THE TASK:
Return the material exactly as supplied, apart from the pictures, which are omitted.

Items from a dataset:
## START

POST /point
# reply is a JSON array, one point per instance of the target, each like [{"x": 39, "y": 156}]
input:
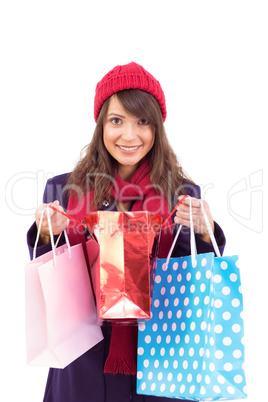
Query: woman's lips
[{"x": 128, "y": 149}]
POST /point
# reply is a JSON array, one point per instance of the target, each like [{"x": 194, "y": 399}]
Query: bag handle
[
  {"x": 192, "y": 235},
  {"x": 210, "y": 231},
  {"x": 53, "y": 245}
]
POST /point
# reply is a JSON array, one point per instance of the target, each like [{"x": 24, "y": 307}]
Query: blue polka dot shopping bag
[{"x": 193, "y": 346}]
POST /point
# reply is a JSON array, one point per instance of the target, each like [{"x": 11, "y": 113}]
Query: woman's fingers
[
  {"x": 59, "y": 222},
  {"x": 183, "y": 216}
]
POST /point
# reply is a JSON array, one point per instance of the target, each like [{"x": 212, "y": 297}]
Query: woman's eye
[
  {"x": 116, "y": 120},
  {"x": 144, "y": 122}
]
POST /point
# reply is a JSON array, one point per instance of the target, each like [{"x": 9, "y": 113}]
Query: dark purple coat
[{"x": 83, "y": 380}]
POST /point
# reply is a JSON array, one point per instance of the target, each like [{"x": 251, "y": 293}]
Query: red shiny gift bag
[{"x": 123, "y": 262}]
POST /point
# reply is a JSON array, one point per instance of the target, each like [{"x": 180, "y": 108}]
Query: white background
[{"x": 211, "y": 60}]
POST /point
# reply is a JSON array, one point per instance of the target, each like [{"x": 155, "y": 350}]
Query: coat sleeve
[
  {"x": 182, "y": 246},
  {"x": 53, "y": 191}
]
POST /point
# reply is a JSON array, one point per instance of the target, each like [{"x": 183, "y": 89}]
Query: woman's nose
[{"x": 128, "y": 132}]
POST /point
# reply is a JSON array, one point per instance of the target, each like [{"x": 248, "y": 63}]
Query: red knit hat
[{"x": 129, "y": 76}]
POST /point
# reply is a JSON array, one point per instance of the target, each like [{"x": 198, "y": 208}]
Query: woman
[{"x": 129, "y": 165}]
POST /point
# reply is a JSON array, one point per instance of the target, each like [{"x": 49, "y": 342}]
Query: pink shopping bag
[{"x": 60, "y": 308}]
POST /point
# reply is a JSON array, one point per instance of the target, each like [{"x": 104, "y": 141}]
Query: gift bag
[
  {"x": 123, "y": 262},
  {"x": 193, "y": 346},
  {"x": 60, "y": 308}
]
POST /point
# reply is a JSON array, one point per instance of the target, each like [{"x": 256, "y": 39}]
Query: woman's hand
[
  {"x": 59, "y": 222},
  {"x": 183, "y": 216}
]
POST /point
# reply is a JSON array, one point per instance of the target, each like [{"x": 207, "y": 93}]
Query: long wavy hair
[{"x": 96, "y": 168}]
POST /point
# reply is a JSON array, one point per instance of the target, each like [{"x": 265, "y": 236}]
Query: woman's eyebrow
[{"x": 115, "y": 114}]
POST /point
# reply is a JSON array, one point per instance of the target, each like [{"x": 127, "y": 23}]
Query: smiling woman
[
  {"x": 128, "y": 114},
  {"x": 128, "y": 165},
  {"x": 127, "y": 138}
]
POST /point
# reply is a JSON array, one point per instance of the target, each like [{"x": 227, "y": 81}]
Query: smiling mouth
[{"x": 129, "y": 149}]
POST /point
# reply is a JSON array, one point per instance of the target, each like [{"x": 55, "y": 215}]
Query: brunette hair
[{"x": 97, "y": 168}]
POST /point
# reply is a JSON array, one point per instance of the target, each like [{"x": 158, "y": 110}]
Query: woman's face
[{"x": 127, "y": 138}]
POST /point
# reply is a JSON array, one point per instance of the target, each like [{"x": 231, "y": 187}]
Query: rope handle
[
  {"x": 70, "y": 218},
  {"x": 172, "y": 212}
]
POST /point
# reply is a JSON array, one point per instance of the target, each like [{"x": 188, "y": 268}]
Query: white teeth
[{"x": 128, "y": 149}]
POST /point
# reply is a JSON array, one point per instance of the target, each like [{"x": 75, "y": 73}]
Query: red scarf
[{"x": 123, "y": 349}]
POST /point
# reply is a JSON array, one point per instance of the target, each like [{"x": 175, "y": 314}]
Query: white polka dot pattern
[{"x": 193, "y": 346}]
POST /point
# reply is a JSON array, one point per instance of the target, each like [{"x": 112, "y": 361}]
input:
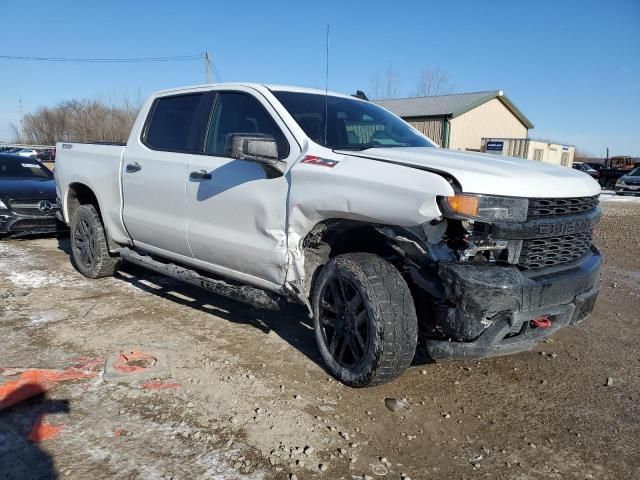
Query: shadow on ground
[{"x": 292, "y": 323}]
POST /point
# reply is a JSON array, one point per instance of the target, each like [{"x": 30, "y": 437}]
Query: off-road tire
[
  {"x": 393, "y": 324},
  {"x": 87, "y": 225}
]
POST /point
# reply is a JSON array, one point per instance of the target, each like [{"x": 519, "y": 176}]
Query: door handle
[
  {"x": 133, "y": 167},
  {"x": 200, "y": 175}
]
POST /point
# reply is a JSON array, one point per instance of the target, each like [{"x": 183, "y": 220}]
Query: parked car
[
  {"x": 27, "y": 197},
  {"x": 609, "y": 176},
  {"x": 629, "y": 183},
  {"x": 266, "y": 193},
  {"x": 27, "y": 152},
  {"x": 586, "y": 168},
  {"x": 47, "y": 155}
]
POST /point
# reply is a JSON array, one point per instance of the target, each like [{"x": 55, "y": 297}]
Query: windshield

## END

ANSWER BELOW:
POST /point
# reply is a JSON array, one point per instance of the target, each like [{"x": 39, "y": 156}]
input:
Query: woman's lips
[{"x": 128, "y": 149}]
POST /point
# reply is a JSON array, one point per instance of the target, each like [{"x": 194, "y": 399}]
Query: bag handle
[
  {"x": 192, "y": 235},
  {"x": 210, "y": 231},
  {"x": 53, "y": 245}
]
POST /point
# reply is a JSON array, one point per instance of the target, each like [{"x": 24, "y": 307}]
Query: blue polka dot shopping bag
[{"x": 193, "y": 346}]
POST /point
# reply is a JSON array, one point per instance of the target, each like [{"x": 11, "y": 113}]
Query: woman's fingers
[
  {"x": 59, "y": 222},
  {"x": 183, "y": 216}
]
POST /point
# reply is a JSON array, one point per instance of the target, each like [{"x": 212, "y": 297}]
Query: woman's eye
[
  {"x": 116, "y": 120},
  {"x": 144, "y": 122}
]
POST /point
# reply is a JSON array, one point per instance of the target, each like [{"x": 9, "y": 113}]
Query: dark purple coat
[{"x": 83, "y": 380}]
POST /point
# reply is a JSON array, one point per instance of the target, each like [{"x": 251, "y": 293}]
Query: red shiny gift bag
[{"x": 123, "y": 262}]
POST /point
# reply is a JSON array, one point per instance of the target, each like [{"x": 180, "y": 108}]
Query: white background
[{"x": 211, "y": 60}]
POST /point
# reply is a JSON array, one point per instance of the target, each like [{"x": 155, "y": 350}]
Query: coat sleeve
[
  {"x": 182, "y": 246},
  {"x": 53, "y": 191}
]
POST /point
# reply is a JSON array, one point per instance of the target, each like [{"x": 183, "y": 89}]
Query: woman's nose
[{"x": 128, "y": 132}]
POST /point
# reply is a JSON array, one point per instance of the target, each like [{"x": 248, "y": 63}]
Query: red knit hat
[{"x": 129, "y": 76}]
POST /point
# reply is a JSON array, one point per instance of the target, each like [{"x": 198, "y": 208}]
Query: woman
[{"x": 129, "y": 165}]
POST /point
# reply is a JSON array, one point per instance of the target, each like [{"x": 49, "y": 342}]
Query: pink shopping bag
[{"x": 60, "y": 308}]
POST /point
# reply is a JSON array, one point per instance of the target, each like [{"x": 104, "y": 141}]
Query: gift bag
[
  {"x": 123, "y": 262},
  {"x": 193, "y": 346},
  {"x": 60, "y": 308}
]
POST /point
# reply is a JSON array, one point per instance of the target, each like [{"x": 256, "y": 39}]
Query: woman's hand
[
  {"x": 59, "y": 222},
  {"x": 183, "y": 216}
]
POST /point
# reply is a JSON array, one point per instance of the target, each like [{"x": 207, "y": 93}]
Query: long wavy hair
[{"x": 96, "y": 168}]
POST /point
# reply is a JSON array, one point per instance of the target, each like [{"x": 265, "y": 236}]
Query: woman's eyebrow
[{"x": 115, "y": 114}]
POST /point
# reply is a JSON array, one point per instance of the target, each like [{"x": 127, "y": 23}]
Query: smiling woman
[
  {"x": 128, "y": 114},
  {"x": 128, "y": 165},
  {"x": 127, "y": 138}
]
POST /point
# reply is a JSON array, one point per instance of the target, each like [{"x": 227, "y": 81}]
Query: smiling mouth
[{"x": 129, "y": 149}]
POST /point
# reply is a JSON array, one point per instance of the target, each like [{"x": 55, "y": 215}]
Query: brunette hair
[{"x": 97, "y": 168}]
POST /point
# reply is a JSON array, one point per instance of the target, each like [{"x": 158, "y": 110}]
Query: woman's face
[{"x": 127, "y": 138}]
POST /point
# reply is a JSON array, one point per instance of the target, each like [{"x": 231, "y": 187}]
Query: rope handle
[
  {"x": 70, "y": 218},
  {"x": 172, "y": 212}
]
POST /point
# reply is a JSON array, one point per instance of the target, each like [{"x": 188, "y": 268}]
Query: white teeth
[{"x": 128, "y": 149}]
POST /point
# reply is a JSON array, one point per instance of the target, each like [{"x": 75, "y": 73}]
Query: red scarf
[{"x": 123, "y": 349}]
POST /point
# reply is a JSON array, one point per instance of the target, each like [{"x": 175, "y": 314}]
Query: white polka dot pattern
[{"x": 193, "y": 346}]
POST /point
# reply is a JSON array, one point per instance of the target, each like [{"x": 112, "y": 361}]
input:
Query: shadow on ground
[{"x": 292, "y": 323}]
POST /point
# reply is a JSON array, one point per instance of the target, each like [{"x": 30, "y": 437}]
Query: off-road tire
[
  {"x": 393, "y": 324},
  {"x": 87, "y": 225}
]
POST /point
# reply is a JSON array, one point per instance of the target, each like [{"x": 519, "y": 176}]
Query: door handle
[
  {"x": 133, "y": 167},
  {"x": 200, "y": 175}
]
POST /point
# reply is a JSON array, one point per instance of the target, each like [{"x": 183, "y": 220}]
Query: parked car
[
  {"x": 27, "y": 197},
  {"x": 609, "y": 176},
  {"x": 629, "y": 183},
  {"x": 266, "y": 193},
  {"x": 27, "y": 152},
  {"x": 586, "y": 168},
  {"x": 47, "y": 155}
]
POST /point
# reply is a JSON array, one point per instance of the target, each like [{"x": 55, "y": 297}]
Query: windshield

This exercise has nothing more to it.